### EXTRACT PROVIDED
※ ※ ※

Hiyaw Gebreyohannes: No. I don’t even think I knew that this was going to be something I was going to fall into it. I feel like we had a restaurant, we were always there, and then just like normal kids, we’d leave, we’d go to school, we’d have swim classes or karate classes, come back, and be in the kitchen helping out, and then the weekends would be in the kitchen or at the restaurant. Somehow, in some facet, we were there.

I think a lot of my friends thought it was cool to come to the restaurant because there’s a downstairs and they had like a pool hall and so it was like, “Hey, we could hang out here,” but I didn’t really know that it was going to turn out to me doing this is as a profession. I never gave it a thought. It wasn’t whether they thought it was cool or not. There was a time when I was maybe thirteen or fourteen until about sixteen, seventeen, eighteen, there was no restaurant, so things changed, so that was like the cool time. If anything, that’s probably where I was like, “Oh, this is kind of girly,” but I wasn’t doing it then, so there was a little hiatus on my part.

HB: Growing up in the kitchen and now being such a successful chef it seems like you were destined for this. Did you do anything to prepare yourself unconsciously?

HG:   Did I do anything? I think, yeah, unconsciously. I remember seeing my parents owning their own business and being their own bosses. I remember telling my mom that I’m going to be my own boss and then I was probably like I was nine or ten years old. I think that always stuck with me just watching them have their own business, have their own schedule, have their own, who they wanted to hire or fire or just the hard work that they put in.

For me, I think that definitely left me with something, thinking that I didn’t want a boss to tell me what to do. I wanted to be my own boss, so that. However that was going to shape out, I just knew that was the path I wanted to take.

HB:  You didn’t like having bosses?

HG:  No. It started from them. They were my boss, right?

I was like, “Nope. I don’t want to … I want to be like you guys. I want to tell people what to do. I don’t want to be told what to do,” and that carried throughout my whole life. From my time in kitchens where I was just like, “I can’t handle this. This is too much.” I’m not cut out for somebody that screams at me and tell me what to do, so I was like, okay, I got to get out of here. How do I do this myself and what can I do to myself?

※ ※ ※

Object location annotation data
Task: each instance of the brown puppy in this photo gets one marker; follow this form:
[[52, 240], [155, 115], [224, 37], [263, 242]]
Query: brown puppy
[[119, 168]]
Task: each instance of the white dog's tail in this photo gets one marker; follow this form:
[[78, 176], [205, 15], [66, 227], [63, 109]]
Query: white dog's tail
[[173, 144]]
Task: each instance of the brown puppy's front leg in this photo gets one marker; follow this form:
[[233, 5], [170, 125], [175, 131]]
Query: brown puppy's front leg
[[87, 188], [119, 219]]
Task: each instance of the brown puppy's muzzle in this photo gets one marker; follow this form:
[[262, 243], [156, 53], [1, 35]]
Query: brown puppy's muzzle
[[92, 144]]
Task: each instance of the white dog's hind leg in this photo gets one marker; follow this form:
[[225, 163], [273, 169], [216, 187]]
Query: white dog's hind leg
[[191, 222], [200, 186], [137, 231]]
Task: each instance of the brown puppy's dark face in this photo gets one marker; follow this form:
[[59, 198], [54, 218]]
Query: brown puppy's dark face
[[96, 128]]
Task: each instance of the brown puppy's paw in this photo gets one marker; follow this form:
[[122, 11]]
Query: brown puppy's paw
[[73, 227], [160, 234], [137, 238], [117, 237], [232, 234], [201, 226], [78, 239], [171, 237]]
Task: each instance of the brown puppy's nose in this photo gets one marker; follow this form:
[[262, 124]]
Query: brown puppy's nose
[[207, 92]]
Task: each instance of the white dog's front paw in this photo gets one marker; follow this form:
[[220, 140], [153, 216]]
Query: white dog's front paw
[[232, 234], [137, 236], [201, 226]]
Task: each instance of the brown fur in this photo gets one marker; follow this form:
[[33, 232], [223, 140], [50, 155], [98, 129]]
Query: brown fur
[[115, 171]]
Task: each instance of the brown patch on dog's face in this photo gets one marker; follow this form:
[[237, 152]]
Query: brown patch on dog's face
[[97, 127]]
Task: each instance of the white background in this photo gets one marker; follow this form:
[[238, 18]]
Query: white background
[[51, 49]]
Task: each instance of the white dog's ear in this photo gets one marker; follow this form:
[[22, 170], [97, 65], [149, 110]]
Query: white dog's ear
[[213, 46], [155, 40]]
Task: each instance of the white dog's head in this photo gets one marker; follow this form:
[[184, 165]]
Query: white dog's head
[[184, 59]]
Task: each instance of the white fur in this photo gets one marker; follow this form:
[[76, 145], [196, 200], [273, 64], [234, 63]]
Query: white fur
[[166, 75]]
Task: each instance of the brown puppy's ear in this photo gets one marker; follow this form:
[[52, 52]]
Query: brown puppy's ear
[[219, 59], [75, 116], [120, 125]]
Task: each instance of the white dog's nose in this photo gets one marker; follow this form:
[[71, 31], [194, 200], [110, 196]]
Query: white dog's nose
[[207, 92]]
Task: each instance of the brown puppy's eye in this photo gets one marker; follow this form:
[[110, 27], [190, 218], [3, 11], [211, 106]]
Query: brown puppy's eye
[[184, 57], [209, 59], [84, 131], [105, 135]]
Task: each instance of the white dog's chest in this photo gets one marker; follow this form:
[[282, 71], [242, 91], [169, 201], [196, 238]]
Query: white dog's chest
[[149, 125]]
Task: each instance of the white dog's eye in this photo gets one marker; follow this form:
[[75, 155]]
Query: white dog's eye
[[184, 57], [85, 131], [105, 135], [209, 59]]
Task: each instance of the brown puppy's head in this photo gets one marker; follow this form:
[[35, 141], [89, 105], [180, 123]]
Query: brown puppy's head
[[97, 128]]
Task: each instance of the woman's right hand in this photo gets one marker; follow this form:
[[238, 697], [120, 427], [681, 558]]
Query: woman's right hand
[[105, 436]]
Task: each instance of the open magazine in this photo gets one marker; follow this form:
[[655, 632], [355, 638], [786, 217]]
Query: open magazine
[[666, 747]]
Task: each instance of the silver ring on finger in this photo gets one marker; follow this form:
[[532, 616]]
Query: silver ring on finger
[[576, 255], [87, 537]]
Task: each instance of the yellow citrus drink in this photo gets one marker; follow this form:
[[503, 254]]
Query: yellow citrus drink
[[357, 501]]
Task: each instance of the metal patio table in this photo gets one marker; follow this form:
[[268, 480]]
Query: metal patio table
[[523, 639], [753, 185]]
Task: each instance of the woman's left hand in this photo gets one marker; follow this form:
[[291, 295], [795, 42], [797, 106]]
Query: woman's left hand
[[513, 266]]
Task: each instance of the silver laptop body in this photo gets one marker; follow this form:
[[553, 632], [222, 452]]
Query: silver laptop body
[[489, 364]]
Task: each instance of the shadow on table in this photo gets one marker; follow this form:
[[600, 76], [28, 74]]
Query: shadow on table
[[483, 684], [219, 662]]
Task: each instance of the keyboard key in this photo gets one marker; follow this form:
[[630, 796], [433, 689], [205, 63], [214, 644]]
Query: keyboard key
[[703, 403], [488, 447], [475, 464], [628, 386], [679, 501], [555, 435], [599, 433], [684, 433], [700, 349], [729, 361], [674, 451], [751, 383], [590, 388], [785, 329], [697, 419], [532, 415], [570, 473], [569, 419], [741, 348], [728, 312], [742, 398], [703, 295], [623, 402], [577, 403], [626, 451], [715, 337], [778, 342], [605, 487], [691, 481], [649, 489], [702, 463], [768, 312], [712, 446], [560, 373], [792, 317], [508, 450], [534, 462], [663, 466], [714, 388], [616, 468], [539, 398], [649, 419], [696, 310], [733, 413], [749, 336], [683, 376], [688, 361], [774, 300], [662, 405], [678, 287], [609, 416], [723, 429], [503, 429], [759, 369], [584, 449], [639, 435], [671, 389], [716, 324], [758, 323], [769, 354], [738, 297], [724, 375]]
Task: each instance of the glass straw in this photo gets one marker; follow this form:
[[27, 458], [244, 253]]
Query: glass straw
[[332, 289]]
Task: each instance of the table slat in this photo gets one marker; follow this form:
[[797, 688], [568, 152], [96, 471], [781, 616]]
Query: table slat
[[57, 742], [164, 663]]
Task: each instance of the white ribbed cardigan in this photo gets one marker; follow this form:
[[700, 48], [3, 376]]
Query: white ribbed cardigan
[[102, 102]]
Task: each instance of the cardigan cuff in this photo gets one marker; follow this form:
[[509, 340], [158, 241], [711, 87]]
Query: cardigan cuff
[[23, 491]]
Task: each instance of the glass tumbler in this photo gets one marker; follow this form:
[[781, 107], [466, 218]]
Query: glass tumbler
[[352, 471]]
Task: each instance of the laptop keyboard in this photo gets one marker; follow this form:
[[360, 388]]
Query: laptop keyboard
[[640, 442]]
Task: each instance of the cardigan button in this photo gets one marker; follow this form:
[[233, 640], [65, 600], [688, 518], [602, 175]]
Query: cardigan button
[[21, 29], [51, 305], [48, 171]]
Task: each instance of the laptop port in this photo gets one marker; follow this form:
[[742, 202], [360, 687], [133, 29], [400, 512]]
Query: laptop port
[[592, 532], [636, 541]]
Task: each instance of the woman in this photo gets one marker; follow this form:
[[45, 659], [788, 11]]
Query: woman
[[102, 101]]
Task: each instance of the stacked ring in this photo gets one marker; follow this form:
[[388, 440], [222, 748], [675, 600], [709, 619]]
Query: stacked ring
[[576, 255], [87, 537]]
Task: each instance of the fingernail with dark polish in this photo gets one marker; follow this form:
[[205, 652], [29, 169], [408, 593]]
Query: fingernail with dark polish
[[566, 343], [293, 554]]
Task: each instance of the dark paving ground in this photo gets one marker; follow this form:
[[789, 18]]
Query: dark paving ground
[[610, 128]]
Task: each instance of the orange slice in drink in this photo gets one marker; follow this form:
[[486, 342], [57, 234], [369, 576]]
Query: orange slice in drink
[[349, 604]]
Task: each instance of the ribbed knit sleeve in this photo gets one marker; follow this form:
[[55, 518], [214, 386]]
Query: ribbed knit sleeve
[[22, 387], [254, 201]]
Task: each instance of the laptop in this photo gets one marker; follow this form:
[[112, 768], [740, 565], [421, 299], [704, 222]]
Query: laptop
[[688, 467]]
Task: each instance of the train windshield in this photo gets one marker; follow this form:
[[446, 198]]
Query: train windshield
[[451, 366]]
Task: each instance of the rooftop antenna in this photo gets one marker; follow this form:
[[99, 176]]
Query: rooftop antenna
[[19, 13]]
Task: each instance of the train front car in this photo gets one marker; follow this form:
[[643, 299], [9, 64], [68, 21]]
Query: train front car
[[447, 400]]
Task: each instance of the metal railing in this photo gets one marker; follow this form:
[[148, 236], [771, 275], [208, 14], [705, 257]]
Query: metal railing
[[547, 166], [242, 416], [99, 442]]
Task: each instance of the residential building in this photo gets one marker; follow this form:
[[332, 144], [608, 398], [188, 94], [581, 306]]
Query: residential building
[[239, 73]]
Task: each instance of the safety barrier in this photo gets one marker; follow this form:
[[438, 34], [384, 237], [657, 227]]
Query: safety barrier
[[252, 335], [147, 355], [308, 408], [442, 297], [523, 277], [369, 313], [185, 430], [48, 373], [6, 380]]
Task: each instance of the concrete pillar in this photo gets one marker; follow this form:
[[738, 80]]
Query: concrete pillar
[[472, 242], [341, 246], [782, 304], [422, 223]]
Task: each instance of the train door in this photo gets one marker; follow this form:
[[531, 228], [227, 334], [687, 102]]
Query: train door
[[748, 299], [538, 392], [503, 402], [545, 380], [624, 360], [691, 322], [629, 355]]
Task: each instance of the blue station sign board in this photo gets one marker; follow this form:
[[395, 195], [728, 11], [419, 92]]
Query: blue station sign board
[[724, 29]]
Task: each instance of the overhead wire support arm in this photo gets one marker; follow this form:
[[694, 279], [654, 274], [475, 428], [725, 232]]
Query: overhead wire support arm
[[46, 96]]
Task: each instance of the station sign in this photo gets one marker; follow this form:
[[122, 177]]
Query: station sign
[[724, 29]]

※ ※ ※

### TO-DO LIST
- a) In the interview extract, how old does Hiyaw Gebreyohannes say they were when telling their mom about becoming their own boss?
- b) List every age the interview extract gives for the stretch of years when there was no restaurant.
Work from the interview extract alone and leave the material aside.

### LIST OF SOLUTIONS
- a) Nine or ten years old.

- b) Thirteen, fourteen, sixteen, seventeen, eighteen